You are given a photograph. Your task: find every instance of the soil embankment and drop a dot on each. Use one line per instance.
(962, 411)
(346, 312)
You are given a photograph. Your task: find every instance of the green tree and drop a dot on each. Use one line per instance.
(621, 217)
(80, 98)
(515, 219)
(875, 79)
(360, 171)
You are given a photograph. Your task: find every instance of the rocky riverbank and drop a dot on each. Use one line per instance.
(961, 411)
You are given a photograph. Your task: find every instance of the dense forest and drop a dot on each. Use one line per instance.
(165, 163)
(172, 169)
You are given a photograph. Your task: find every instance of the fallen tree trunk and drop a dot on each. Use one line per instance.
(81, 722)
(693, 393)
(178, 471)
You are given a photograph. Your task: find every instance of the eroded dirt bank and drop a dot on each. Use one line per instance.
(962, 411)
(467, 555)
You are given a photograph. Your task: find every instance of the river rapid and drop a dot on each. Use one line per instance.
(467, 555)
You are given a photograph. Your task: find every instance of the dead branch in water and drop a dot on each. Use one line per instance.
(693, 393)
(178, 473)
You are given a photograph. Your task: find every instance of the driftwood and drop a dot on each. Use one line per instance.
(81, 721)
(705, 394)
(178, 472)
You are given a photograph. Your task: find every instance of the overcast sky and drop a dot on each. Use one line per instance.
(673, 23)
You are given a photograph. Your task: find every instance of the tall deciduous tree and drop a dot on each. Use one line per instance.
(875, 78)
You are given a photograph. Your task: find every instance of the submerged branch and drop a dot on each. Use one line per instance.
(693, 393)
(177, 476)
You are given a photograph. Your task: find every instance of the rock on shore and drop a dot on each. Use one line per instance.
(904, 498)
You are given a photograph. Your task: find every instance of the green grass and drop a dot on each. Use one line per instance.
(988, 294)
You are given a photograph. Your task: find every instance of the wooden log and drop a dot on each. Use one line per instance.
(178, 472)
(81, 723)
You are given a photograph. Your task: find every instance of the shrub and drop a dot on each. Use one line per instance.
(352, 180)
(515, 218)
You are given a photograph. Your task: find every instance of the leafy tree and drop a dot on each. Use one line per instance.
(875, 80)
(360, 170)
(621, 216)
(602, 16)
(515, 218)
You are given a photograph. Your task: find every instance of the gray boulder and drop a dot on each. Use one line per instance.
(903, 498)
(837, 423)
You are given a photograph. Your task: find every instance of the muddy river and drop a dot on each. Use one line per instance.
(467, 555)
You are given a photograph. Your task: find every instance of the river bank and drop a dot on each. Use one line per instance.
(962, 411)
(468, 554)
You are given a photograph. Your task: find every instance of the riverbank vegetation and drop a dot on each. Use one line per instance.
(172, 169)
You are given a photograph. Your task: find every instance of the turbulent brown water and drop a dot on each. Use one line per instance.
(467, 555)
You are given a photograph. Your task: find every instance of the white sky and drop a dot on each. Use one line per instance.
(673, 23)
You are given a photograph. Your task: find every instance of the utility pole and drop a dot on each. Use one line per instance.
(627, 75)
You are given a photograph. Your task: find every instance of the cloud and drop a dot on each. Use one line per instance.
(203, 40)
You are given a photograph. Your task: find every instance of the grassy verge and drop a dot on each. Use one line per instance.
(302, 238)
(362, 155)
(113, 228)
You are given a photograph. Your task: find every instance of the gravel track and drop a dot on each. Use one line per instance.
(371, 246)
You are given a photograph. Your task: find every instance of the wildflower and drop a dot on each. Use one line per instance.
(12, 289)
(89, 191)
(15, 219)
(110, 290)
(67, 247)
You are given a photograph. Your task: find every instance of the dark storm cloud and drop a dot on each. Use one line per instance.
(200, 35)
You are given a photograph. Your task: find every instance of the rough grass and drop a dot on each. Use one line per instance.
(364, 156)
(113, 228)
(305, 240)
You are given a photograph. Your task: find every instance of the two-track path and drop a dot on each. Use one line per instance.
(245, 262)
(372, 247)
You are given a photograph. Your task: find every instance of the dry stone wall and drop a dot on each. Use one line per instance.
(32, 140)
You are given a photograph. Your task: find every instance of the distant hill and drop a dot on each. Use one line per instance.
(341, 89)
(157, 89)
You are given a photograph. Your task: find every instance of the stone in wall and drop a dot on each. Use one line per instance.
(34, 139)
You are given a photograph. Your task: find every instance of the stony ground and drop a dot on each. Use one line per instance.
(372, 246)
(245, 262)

================================

Directions for this task → Write the data out again in full and exactly.

Exercise result →
You are given a photograph. Your task: find every instance of the soil embankment and drop a dot on each. Use one line per instance.
(962, 411)
(346, 312)
You are given a photograph. Your task: find every instance of the green tree and drop a dot on each. Use one line per instance.
(621, 217)
(80, 98)
(515, 219)
(875, 79)
(360, 171)
You are given a photograph. Your task: find every instance of the rocky riverbank and drop a dot on each. Use one line per instance.
(961, 411)
You are given a photograph. Your task: find every instance of the dense forest and drop a dot on each. Use one line per instance.
(165, 163)
(172, 169)
You are given a photograph. Your task: find every instance of the fallen tree trunk and drop a dot on each. Use one line per instance.
(81, 722)
(693, 393)
(178, 471)
You are given a photograph. Your task: find every instance of the eroded dirt bank and drop a dot on each. Use one line per instance.
(962, 411)
(467, 555)
You are given a photograph. Your task: find every instance of the river rapid and drop a dot on each. Use one line per instance.
(467, 555)
You are given a photograph. Your task: find every instance of the dead branch in water and drop a dot on each. Use one line per instance.
(693, 393)
(178, 473)
You are given a photograph. Your task: find every instance of the driftwood and drop a dot on each. Use one line per instance.
(81, 721)
(705, 394)
(178, 472)
You are given a photograph. Your task: find every instance of the overcast sky and drop a dot on each. Use one line per instance.
(673, 23)
You are given a photograph. Your task: find every instance of the tall deciduous tree and drop a dot on each. Use one line per instance.
(875, 78)
You are given a photograph. Your task: find every instance of the submerged branch and drop a dot on each. Use one line per instance.
(693, 393)
(177, 476)
You are given a photograph. Your task: find every instance of the rock on shore and drop a dot on each. Use one line per instance.
(904, 498)
You are given a photograph. Your task: find every instance of the green grass and drop a dot on each. Use one line per instance.
(988, 294)
You are given a photograph. Your task: find every instance of the wooden log and drop a dot on each. Use one line per instance.
(178, 472)
(81, 723)
You are given a photograph. Your task: find every instance of the shrub and drop a dot on each. Use one line per instance.
(352, 180)
(515, 218)
You are given a photograph. Your task: find every instance of the leafy tree and drop a dot on each. Use one line per instance.
(875, 80)
(360, 170)
(621, 216)
(602, 16)
(515, 218)
You are given a photograph. Your task: find every instance of the gray boulder and drop a dot on each. Use one line per instance.
(903, 498)
(837, 423)
You are given a photograph. Your task: find every instance of the muddy river and drop a dot on each. Use one line per instance.
(467, 555)
You are given a photograph. Your task: find every instance of the river bank and drop a dot on each. Use one line per instance.
(962, 411)
(468, 554)
You are given a photograph. Your task: find every instance of the riverbank vegetation and drop a dot on each. Use one line per instance.
(172, 169)
You are given a photograph. Your task: find every instance of the turbulent brown water and drop a dot on each. Use one line per instance.
(467, 555)
You are given a photograph. Your task: find every instance of the white sky and drop a dot on each. Use one line per instance.
(673, 23)
You are given a photograph. Your task: find every instance of the utility pole and drop a dot on each. Use one line per instance.
(627, 75)
You are given a photograph. Your task: find every instance of the cloud and drop a dot on each. Use one line per instance.
(203, 40)
You are given a photograph. Your task: find every instance of the grassy verge and drop a dot on each. Use one line per instance.
(302, 238)
(362, 155)
(113, 228)
You are given a photograph. Your task: find every instance of the gravel track and drop a dot on each. Use one line per instance.
(371, 246)
You are given a photograph. Your task: find every instance of the wildflower and drop a dot on each. Use one line per instance.
(12, 289)
(89, 191)
(15, 219)
(110, 290)
(67, 247)
You are given a photograph. Your task: find every instance of the dark storm cloud and drop a dot on each. Use one line per instance.
(200, 35)
You are given a photograph. Your task: find every instance of the rough grass and drop a dot on each. Use one line per instance.
(364, 156)
(113, 228)
(305, 240)
You are given a photograph. Your task: find every instance of the two-track path and drop a dot on each. Use one line per instance.
(245, 262)
(372, 247)
You are given a photograph. Your task: find every instance of the dry stone wall and drop a dot on each. Use one line per instance.
(32, 140)
You are given a photograph. Your task: find every instance of the distant hill and drop a dot on each. Use one line per instance.
(341, 89)
(157, 89)
You are given a photograph. Your task: find every instance of the stone in wall and drop a dot on each. Use one line per instance.
(34, 139)
You are given a photograph. Your task: find every instance of the stony ground and drop a dot on each. Use one line per instance.
(372, 246)
(245, 262)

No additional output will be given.